| Problem |
All entries shown below must be given again word for word.

#### Exercise data ####

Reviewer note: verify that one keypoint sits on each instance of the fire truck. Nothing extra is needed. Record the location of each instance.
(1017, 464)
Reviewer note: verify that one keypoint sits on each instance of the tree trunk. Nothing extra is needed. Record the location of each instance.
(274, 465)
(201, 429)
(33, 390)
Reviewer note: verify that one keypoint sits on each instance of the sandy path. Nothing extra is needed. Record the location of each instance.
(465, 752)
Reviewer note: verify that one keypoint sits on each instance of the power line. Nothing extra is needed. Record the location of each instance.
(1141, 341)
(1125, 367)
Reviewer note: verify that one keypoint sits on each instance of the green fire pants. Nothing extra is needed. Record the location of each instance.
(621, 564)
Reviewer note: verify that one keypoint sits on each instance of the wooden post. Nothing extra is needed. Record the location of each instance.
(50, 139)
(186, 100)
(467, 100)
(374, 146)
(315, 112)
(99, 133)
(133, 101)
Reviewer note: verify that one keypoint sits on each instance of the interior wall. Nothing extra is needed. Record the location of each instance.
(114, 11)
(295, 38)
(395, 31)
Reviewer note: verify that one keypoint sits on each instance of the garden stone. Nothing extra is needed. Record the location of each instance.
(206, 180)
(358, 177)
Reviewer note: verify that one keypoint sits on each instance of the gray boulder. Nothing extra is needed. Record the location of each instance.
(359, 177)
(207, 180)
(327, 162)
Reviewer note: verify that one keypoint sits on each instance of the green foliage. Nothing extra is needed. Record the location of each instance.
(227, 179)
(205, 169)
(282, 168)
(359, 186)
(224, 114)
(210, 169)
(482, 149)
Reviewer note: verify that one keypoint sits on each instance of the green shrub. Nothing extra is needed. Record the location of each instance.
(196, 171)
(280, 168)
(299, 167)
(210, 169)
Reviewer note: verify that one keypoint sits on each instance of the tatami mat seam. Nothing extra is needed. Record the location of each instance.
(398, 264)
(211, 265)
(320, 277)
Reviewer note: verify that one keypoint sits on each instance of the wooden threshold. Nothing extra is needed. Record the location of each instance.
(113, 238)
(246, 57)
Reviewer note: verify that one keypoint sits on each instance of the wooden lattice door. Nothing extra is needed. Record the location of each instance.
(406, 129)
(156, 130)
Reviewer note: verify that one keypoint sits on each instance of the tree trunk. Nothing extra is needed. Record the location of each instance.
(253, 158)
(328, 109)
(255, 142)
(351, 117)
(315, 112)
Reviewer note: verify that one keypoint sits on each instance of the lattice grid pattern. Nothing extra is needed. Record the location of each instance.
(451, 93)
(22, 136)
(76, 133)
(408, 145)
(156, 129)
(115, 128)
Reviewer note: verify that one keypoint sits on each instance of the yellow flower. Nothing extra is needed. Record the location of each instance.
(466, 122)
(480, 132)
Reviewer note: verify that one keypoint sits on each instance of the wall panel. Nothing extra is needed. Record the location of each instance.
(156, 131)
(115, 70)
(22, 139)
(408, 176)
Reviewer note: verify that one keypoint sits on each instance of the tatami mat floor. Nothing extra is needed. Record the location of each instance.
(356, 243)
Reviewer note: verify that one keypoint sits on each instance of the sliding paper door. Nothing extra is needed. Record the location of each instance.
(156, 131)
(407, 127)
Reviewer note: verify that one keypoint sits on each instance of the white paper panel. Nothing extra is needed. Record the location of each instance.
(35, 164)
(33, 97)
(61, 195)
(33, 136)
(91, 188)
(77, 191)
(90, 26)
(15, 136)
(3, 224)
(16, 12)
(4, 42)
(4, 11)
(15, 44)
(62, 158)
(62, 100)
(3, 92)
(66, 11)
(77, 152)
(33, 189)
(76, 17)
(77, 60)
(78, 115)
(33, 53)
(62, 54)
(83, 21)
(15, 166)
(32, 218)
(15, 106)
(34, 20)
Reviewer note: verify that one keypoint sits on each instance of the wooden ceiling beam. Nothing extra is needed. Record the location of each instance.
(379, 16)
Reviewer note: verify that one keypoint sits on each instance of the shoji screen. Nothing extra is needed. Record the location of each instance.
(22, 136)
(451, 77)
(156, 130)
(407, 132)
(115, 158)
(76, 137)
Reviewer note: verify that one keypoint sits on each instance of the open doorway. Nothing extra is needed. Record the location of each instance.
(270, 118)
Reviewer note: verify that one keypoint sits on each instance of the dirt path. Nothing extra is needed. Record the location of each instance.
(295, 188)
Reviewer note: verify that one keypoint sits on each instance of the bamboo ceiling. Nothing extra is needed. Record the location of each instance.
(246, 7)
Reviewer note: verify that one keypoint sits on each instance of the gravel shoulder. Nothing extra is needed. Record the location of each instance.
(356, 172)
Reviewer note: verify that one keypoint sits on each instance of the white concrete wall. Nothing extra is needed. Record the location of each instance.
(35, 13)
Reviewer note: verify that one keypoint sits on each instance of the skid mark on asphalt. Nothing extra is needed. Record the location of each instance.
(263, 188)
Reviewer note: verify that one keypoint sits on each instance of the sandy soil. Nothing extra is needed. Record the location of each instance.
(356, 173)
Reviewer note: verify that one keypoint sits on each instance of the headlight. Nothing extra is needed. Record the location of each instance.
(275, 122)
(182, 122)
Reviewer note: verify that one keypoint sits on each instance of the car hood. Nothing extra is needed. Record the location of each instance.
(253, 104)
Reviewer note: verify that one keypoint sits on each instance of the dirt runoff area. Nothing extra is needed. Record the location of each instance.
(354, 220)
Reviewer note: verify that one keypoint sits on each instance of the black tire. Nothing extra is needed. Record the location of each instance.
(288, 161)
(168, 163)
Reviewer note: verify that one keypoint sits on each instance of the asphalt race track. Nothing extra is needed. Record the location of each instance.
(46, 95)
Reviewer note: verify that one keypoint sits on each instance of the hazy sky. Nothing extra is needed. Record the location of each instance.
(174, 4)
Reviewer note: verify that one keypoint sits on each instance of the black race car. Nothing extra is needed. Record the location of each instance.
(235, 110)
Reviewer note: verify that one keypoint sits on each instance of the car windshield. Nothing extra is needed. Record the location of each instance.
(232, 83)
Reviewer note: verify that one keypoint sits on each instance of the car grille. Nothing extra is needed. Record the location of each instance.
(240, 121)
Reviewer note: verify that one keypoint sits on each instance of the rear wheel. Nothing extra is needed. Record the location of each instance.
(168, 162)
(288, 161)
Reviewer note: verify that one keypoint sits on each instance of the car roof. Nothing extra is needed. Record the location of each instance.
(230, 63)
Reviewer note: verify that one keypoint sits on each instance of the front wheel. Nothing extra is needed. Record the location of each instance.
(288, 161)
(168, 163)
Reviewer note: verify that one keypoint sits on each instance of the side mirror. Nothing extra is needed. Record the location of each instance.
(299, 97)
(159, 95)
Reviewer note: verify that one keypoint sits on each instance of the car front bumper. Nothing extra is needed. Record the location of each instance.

####

| Reply |
Reviewer note: verify that one keypoint sits on each instance of the fire truck. Nothing extra is needed. Record the location of each instance.
(1017, 464)
Reviewer note: verify that one keypoint sits on each instance of the tree trunk. Nothing extra is needed. Record the location of each instance.
(274, 465)
(201, 429)
(33, 390)
Reviewer note: verify that one keypoint sits on each instance of the sandy path. Nothing extra is needed. Record the location of each instance.
(465, 752)
Reviewer note: verify that one keypoint sits on each instance of the power line. Nothing extra is needed. Record the location of each instance.
(1141, 341)
(1125, 367)
Reviewer note: verify that one keypoint sits on each instance of the green fire pants. Nothing extra is needed. Record the location of each instance.
(621, 564)
Reviewer note: verify that one keypoint sits on each instance of the wooden post. Nothing extra is needed. Record the location of each instance.
(50, 139)
(186, 100)
(467, 100)
(374, 146)
(315, 112)
(99, 133)
(133, 101)
Reviewer note: verify that one keypoint sits on each instance of the interior wall. Nothing extra is needed. Record the location of each instance.
(114, 11)
(295, 38)
(395, 31)
Reviewer note: verify that one keypoint sits on each instance of the garden stone. Nothing extra is needed. Record the location of each instance.
(206, 180)
(358, 177)
Reviewer note: verify that one keypoint sits on each instance of the gray boulder. Nothing extra is needed. Record the location of each instance.
(359, 177)
(207, 180)
(327, 162)
Reviewer note: verify that one keypoint sits on each instance of the green foliage. Nothing extra is needed. Record the location of each instance.
(227, 179)
(205, 169)
(282, 168)
(359, 186)
(224, 114)
(210, 169)
(482, 149)
Reviewer note: verify that one keypoint sits on each instance of the green shrub. Nothing extra is needed. Record the location of each instance.
(196, 171)
(280, 168)
(299, 167)
(210, 169)
Reviewer note: verify that one keypoint sits on each instance of the tatami mat seam. Nothing extra is needed. Record the location of each instance.
(398, 264)
(211, 265)
(320, 277)
Reviewer note: verify that one keypoint sits on each instance of the wooden threshold. Nothing extra is needed. Record the location of each instance.
(113, 238)
(246, 57)
Reviewer note: verify that one keypoint sits on each instance of the wooden lattice door. Nothing extra is needed. Record the location of each instance.
(406, 129)
(156, 130)
Reviewer note: verify that one keypoint sits on each instance of the tree trunk. Nothing extra is needed. Record the location of each instance.
(253, 158)
(328, 109)
(255, 142)
(351, 117)
(315, 112)
Reviewer note: verify that one keypoint sits on each instance of the lattice grid pattern. Nothing extra is needed. Record the location of each instance.
(451, 93)
(22, 136)
(76, 133)
(408, 145)
(156, 129)
(115, 128)
Reviewer note: verify that one keypoint sits on each instance of the yellow flower. Nothing extra is needed. Record the location of each instance.
(466, 122)
(480, 132)
Reviewer note: verify that one keypoint sits on each instance of the wall panel. Nothing extra is needed. Record the location of each instance.
(156, 131)
(115, 70)
(22, 139)
(408, 176)
Reviewer note: verify that one keypoint sits on each instance of the tatami mat floor. Nothing extra is needed. Record the location of each instance.
(356, 243)
Reviewer note: verify that one keypoint sits on each instance of the sliding paper door. Nothing extra is needed. Record the location of each instance.
(156, 131)
(407, 127)
Reviewer note: verify that one keypoint sits on each instance of the white paper panel. Nothing extra is needed. Record the location of each instance.
(35, 164)
(33, 97)
(61, 195)
(33, 136)
(91, 188)
(77, 191)
(90, 26)
(15, 136)
(3, 224)
(16, 12)
(4, 42)
(4, 11)
(15, 44)
(62, 158)
(62, 100)
(3, 92)
(66, 11)
(77, 152)
(33, 189)
(76, 17)
(77, 60)
(78, 115)
(33, 53)
(62, 54)
(83, 21)
(15, 166)
(32, 218)
(15, 106)
(34, 20)
Reviewer note: verify that one keypoint sits on each instance of the wooden ceiling beam. Nothing extra is needed. Record the location of each instance.
(379, 16)
Reviewer note: verify that one keypoint sits on each instance of the shoji screen. Nothing extra is needed. Record the location of each instance.
(22, 136)
(451, 77)
(156, 130)
(407, 132)
(115, 158)
(76, 137)
Reviewer note: verify that one keypoint sits on each instance of the open doorway. Nothing extra is needed. Record the location of each instance.
(270, 118)
Reviewer note: verify that one keypoint sits on each instance of the dirt path. Nothing extra is needed. Record the location of each instance.
(295, 188)
Reviewer note: verify that one keypoint sits on each instance of the bamboo ceiling. Nothing extra is needed. Record the location of each instance.
(246, 7)
Reviewer note: verify that one keypoint sits on each instance of the gravel shoulder. Nothing extra is needed. Record the location of each instance.
(356, 172)
Reviewer note: verify that one keypoint sits on each instance of the white concrete wall. Nothing extra is needed. Record the location of each instance.
(35, 13)
Reviewer note: verify that one keypoint sits on each instance of the skid mark on asphalt. Nothing extra is needed. Record the location of each instance.
(263, 188)
Reviewer note: verify that one keypoint sits on each instance of the sandy soil. Nothing extra is needed. Record the location of each instance.
(356, 173)
Reviewer note: verify that one keypoint sits on each instance of the headlight. Nothing extra is needed. Record the location of each instance.
(275, 122)
(182, 122)
Reviewer note: verify that one keypoint sits on each instance of the car hood. Nothing extra is needed. Record the location of each instance.
(253, 104)
Reviewer note: verify that one keypoint sits on each instance of the dirt runoff area. Nothing extra is needed. Record the location of each instance.
(354, 220)
Reviewer note: verify that one keypoint sits on each instance of the black tire. Nothing extra is needed. Record the location of each instance.
(288, 161)
(168, 163)
Reviewer note: verify that one keypoint sits on each instance of the asphalt race track. Nothing extra is needed. Record the location of each instance.
(46, 95)
Reviewer note: verify that one keypoint sits on each instance of the hazy sky. Nothing extra is needed. Record the location of each instance.
(174, 4)
Reviewer note: verify that one keypoint sits on each instance of the black race car. Nothing extra is needed. Record the location of each instance.
(235, 110)
Reviewer note: verify that one keypoint sits on each instance of the car windshield. Nothing extra is needed. Record the location of each instance.
(232, 83)
Reviewer note: verify that one keypoint sits on each instance of the car grille. Nothing extra is needed. Record the location of each instance.
(240, 121)
Reviewer note: verify that one keypoint sits on each instance of the rear wheel. Nothing extra is needed. Record the location of each instance.
(168, 162)
(288, 161)
Reviewer note: verify that one keypoint sits on each instance of the car roof. Nothing extra is needed. Record the location of each instance.
(230, 63)
Reviewer note: verify that one keypoint sits on each instance of the front wheel. Nothing extra is needed. Record the location of each instance.
(288, 161)
(168, 163)
Reviewer note: verify that one keypoint sits on each instance of the side mirror. Nothing extra is needed. Record the location of each instance.
(299, 97)
(159, 95)
Reviewer note: verify that one keypoint sits on each instance of the car front bumper. Nothing extra is needed. Record the location of each instance.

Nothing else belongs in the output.